** Opening The data block **

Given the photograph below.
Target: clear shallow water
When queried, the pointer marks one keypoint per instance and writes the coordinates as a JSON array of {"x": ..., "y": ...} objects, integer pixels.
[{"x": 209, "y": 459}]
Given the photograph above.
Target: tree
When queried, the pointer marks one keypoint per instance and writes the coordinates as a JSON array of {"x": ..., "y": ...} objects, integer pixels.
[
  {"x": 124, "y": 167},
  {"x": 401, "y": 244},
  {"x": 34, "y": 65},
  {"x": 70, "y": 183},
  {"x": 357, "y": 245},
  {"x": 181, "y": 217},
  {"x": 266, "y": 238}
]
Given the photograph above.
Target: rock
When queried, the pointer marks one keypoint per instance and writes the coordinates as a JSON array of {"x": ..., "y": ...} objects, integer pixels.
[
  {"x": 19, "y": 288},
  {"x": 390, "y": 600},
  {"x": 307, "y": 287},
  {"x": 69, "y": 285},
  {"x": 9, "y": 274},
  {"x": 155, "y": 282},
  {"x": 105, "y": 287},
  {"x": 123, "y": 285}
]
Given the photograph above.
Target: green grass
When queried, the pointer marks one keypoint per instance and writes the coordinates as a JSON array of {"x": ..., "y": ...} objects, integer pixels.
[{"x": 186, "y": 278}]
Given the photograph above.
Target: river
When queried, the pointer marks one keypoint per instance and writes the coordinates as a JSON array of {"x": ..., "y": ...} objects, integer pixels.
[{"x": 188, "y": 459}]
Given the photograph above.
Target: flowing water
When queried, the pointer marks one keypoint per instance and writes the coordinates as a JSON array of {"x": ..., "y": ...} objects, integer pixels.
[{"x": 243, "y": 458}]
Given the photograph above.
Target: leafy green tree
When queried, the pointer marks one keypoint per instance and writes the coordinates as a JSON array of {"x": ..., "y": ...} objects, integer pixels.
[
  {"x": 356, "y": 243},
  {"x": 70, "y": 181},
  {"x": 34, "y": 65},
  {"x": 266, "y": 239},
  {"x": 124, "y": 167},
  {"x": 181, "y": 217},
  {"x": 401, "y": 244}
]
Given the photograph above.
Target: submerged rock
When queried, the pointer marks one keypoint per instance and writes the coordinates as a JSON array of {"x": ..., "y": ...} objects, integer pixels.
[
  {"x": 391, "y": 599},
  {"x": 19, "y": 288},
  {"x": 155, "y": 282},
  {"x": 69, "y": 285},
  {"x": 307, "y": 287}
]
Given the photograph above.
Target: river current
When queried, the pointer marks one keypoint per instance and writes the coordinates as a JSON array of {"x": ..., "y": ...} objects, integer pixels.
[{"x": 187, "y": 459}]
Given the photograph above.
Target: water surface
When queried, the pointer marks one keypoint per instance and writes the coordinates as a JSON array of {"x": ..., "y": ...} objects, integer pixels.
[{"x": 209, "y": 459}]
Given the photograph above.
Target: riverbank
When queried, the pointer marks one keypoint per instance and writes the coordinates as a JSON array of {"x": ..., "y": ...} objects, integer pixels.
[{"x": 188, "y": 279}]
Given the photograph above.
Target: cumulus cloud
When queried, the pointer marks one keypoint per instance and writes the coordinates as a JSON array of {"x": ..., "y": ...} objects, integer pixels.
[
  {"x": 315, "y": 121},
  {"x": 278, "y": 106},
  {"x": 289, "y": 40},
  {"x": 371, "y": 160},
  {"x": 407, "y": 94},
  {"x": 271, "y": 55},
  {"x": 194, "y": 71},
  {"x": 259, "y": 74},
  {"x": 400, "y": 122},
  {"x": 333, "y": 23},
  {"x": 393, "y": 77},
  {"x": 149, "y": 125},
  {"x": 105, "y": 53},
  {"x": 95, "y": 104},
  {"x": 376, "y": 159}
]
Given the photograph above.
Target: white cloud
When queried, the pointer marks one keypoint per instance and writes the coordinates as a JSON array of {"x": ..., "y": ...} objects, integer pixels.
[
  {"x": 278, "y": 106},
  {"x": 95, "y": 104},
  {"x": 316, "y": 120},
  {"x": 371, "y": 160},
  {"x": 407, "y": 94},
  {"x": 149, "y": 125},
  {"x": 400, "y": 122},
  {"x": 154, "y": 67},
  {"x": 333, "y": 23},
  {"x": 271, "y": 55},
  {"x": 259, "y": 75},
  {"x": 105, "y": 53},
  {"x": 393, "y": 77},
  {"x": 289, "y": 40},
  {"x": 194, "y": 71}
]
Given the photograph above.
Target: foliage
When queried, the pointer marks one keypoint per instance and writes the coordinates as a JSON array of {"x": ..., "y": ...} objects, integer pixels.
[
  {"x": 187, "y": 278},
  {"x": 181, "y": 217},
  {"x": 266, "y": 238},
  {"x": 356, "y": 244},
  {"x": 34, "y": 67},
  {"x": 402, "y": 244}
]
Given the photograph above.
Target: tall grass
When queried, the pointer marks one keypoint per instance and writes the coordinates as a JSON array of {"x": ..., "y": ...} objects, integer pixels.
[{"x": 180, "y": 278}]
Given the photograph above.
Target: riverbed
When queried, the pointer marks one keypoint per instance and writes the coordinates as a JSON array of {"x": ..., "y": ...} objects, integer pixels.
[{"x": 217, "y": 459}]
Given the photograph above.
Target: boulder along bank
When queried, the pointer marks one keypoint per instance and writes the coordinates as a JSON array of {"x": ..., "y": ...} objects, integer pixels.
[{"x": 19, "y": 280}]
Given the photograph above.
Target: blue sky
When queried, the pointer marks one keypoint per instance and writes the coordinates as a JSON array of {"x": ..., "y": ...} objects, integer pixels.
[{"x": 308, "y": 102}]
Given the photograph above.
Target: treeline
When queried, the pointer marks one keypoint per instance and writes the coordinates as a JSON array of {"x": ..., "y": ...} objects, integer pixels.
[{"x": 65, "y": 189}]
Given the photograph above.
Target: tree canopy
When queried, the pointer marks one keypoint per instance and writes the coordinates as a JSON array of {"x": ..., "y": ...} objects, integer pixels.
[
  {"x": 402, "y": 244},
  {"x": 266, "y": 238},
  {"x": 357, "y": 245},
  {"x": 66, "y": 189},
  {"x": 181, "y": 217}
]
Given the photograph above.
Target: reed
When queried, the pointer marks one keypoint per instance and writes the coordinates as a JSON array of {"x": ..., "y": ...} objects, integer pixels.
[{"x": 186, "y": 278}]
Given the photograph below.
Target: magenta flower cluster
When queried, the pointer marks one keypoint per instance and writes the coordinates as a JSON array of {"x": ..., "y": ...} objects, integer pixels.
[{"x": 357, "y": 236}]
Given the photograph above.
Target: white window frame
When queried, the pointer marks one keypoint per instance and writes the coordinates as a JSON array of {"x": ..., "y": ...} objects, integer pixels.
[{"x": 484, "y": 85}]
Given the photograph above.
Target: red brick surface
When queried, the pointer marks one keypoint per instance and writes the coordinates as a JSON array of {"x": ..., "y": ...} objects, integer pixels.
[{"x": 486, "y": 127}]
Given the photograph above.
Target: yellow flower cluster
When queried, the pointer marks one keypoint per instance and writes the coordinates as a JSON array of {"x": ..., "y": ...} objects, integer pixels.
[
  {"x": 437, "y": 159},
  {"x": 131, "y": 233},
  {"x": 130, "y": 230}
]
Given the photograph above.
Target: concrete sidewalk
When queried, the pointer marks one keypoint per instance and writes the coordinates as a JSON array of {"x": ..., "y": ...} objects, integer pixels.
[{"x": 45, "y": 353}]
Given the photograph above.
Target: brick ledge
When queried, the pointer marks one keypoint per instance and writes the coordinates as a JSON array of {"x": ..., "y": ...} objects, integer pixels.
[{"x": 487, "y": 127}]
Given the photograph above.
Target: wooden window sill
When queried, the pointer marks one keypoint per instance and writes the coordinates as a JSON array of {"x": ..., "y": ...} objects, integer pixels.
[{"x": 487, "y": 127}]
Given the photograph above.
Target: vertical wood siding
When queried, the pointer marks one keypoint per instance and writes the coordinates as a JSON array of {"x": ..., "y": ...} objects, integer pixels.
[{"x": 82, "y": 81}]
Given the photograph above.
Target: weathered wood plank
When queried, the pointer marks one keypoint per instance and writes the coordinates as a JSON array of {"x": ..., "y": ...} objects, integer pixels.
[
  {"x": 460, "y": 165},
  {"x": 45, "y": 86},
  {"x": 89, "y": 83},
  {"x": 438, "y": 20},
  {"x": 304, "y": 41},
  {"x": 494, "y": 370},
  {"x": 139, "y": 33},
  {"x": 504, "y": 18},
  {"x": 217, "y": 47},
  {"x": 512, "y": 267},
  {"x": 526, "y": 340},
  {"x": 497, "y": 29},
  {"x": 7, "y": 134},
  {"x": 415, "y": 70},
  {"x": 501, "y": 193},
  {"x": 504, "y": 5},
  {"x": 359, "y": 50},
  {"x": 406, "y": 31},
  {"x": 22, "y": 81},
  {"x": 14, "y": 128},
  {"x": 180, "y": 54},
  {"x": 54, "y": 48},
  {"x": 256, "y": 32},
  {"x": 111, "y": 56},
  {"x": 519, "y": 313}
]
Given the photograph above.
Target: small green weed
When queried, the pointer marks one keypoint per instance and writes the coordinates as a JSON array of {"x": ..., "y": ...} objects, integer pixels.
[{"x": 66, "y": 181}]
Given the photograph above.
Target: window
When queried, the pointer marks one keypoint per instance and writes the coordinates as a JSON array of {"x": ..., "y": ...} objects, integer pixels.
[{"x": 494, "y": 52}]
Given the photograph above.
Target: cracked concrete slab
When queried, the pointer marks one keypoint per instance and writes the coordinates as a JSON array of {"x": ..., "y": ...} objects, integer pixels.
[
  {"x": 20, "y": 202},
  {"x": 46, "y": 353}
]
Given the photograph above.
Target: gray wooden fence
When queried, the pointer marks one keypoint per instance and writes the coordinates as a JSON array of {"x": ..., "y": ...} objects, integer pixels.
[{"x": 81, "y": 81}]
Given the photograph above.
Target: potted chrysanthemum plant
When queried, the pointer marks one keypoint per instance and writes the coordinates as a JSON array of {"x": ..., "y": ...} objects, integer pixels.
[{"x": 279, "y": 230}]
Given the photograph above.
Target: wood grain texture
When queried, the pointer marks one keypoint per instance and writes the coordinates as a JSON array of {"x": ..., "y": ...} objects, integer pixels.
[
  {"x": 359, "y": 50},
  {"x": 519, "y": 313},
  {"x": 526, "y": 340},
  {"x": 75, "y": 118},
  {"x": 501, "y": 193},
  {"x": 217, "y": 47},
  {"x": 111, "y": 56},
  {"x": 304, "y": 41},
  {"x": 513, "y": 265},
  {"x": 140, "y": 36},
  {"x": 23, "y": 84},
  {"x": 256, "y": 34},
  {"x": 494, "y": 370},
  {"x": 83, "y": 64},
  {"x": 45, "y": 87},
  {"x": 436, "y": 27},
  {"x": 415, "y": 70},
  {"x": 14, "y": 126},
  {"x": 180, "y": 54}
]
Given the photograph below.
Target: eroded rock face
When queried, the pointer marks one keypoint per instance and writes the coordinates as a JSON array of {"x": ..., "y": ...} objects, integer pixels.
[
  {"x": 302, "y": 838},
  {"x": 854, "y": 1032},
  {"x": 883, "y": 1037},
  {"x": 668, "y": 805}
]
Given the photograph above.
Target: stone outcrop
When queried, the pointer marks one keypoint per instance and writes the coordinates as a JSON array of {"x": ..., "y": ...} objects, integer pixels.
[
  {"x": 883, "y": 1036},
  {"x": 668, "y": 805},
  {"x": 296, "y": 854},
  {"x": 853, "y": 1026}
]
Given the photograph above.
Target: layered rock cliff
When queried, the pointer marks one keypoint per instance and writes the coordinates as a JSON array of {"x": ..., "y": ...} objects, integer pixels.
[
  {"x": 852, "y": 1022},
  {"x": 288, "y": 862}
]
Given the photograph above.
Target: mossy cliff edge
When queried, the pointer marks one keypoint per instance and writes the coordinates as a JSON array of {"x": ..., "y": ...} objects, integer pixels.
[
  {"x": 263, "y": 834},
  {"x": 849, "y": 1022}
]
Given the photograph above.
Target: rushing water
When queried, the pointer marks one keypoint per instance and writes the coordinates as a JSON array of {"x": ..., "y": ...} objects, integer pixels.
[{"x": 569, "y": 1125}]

** Closing The data block **

■ **Prompt**: Copy out every line from the data above that has "brick" in it.

■ **Exercise result**:
Target: red brick surface
Target: brick ledge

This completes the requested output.